Challenge 1 → Reproduce the David Thornton Moore profile in full, word for word.

Source extract →
David Thornton Moore

David Thornton Moore

Associate Professor

B.A. 1969, Amherst College; M.S.W. 1971, Pennsylvania; Ed.D. 1977, Harvard

David Thornton Moore, an anthropologist of education and work, studies the process by which people learn outside of classrooms, especially in workplaces. He has done extensive research and writing on experiential learning, internships, and service learning at the high school and college levels. His work has been published in such journals as Harvard Educational Review, Anthropology and Education Quarterly, and Learning Inquiry. He coauthored Working Knowledge: Work-Based Learning and Education Reform (RoutledgeFalmer, 2004) and was named Researcher of the Year by the National Society for Experiential Education in 2004. He has given invited talks on experiential learning at such schools as Williams College, Princeton University, and Queens College and has twice been the keynote speaker at the Martha's Vineyard Institute on Experiential Education. His current research explores the relationship between learning in the workplace and learning in school, particularly the process by which one informs the other. His Gallatin courses have focused on the concepts of learning, experience, and community, as well as on research methods and the history of social thought; he also teaches a course on everyday life. He is one of the organizers of Gallatin's Community Learning Initiative, and he served for more than five years as the Associate Dean of the Gallatin School.

Data excerpts →

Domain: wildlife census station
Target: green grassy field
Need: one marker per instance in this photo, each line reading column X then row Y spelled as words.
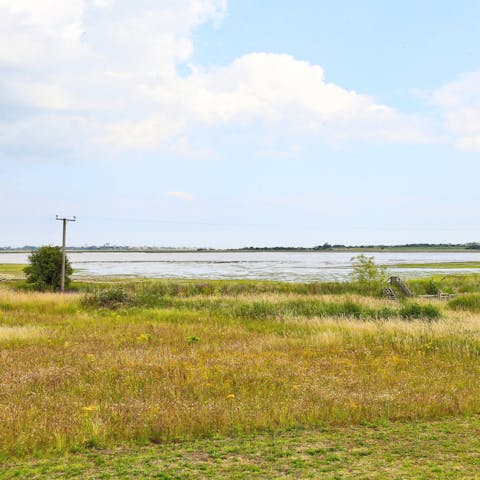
column 444, row 449
column 241, row 379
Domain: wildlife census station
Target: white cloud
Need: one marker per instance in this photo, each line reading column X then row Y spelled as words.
column 459, row 103
column 113, row 63
column 185, row 196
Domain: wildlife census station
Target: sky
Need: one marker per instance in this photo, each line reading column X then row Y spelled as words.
column 232, row 123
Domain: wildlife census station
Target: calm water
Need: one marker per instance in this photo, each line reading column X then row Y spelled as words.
column 287, row 266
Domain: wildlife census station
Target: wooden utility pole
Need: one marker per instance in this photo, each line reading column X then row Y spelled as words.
column 64, row 237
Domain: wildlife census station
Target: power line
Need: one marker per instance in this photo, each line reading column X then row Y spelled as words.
column 64, row 236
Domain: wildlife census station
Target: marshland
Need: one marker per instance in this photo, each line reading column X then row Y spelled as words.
column 238, row 378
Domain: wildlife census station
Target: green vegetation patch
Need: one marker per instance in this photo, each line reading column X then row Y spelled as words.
column 442, row 449
column 248, row 308
column 470, row 303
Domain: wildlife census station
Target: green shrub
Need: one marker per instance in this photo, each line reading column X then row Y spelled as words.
column 412, row 311
column 45, row 269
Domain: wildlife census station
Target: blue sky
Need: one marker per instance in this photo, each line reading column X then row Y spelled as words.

Challenge 2 → Pull out every line of the entries that contains the string "green". Case must match.

Exercise response 1 →
David Thornton Moore

David Thornton Moore

Associate Professor

B.A. 1969, Amherst College; M.S.W. 1971, Pennsylvania; Ed.D. 1977, Harvard

David Thornton Moore, an anthropologist of education and work, studies the process by which people learn outside of classrooms, especially in workplaces. He has done extensive research and writing on experiential learning, internships, and service learning at the high school and college levels. His work has been published in such journals as Harvard Educational Review, Anthropology and Education Quarterly, and Learning Inquiry. He coauthored Working Knowledge: Work-Based Learning and Education Reform (RoutledgeFalmer, 2004) and was named Researcher of the Year by the National Society for Experiential Education in 2004. He has given invited talks on experiential learning at such schools as Williams College, Princeton University, and Queens College and has twice been the keynote speaker at the Martha's Vineyard Institute on Experiential Education. His current research explores the relationship between learning in the workplace and learning in school, particularly the process by which one informs the other. His Gallatin courses have focused on the concepts of learning, experience, and community, as well as on research methods and the history of social thought; he also teaches a course on everyday life. He is one of the organizers of Gallatin's Community Learning Initiative, and he served for more than five years as the Associate Dean of the Gallatin School.

Exercise response 2 →
Target: green grassy field
Target: green vegetation patch
Target: green shrub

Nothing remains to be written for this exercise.